*YOUR GOAL*. Convert the records, from their first line up to and including the line containing "[186,360,217,396]", into a JSON list of strings with one string per line, leaving out blank lines.

*INPUT FOR THIS TASK*.
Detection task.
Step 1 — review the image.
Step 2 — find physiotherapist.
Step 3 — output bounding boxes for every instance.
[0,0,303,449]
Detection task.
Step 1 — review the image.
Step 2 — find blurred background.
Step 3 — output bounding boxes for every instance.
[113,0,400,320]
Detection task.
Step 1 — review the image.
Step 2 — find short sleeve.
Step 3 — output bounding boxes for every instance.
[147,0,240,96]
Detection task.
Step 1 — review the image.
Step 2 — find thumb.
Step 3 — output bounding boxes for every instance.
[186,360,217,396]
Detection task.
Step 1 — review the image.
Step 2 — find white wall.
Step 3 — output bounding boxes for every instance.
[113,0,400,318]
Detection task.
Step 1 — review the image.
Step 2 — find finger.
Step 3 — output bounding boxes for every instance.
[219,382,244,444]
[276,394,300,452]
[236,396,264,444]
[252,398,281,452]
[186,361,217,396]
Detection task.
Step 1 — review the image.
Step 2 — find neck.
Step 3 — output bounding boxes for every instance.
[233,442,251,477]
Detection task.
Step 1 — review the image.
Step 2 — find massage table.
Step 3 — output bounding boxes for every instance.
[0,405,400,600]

*FINISHED TASK*.
[
  "Detection task.",
  "Step 1 — review the image.",
  "Step 2 — find physiotherapist.",
  "Step 3 — output bounding boxes for every instance.",
  "[0,0,303,449]",
  "Detection task.",
  "Step 1 — review the image.",
  "Step 2 — find blurred background.",
  "Step 3 — output bounding boxes for every instance.",
  "[113,0,400,320]",
  "Detection task.",
  "Step 1 — review the image.",
  "Step 2 — find short sleeve.",
  "Step 3 — output bounding boxes for every instance.",
  "[147,0,240,96]",
  "Detection task.",
  "Step 1 — review the image.",
  "Step 2 — find thumb.",
  "Step 3 — output bounding boxes for every instance.",
  "[186,360,217,396]"
]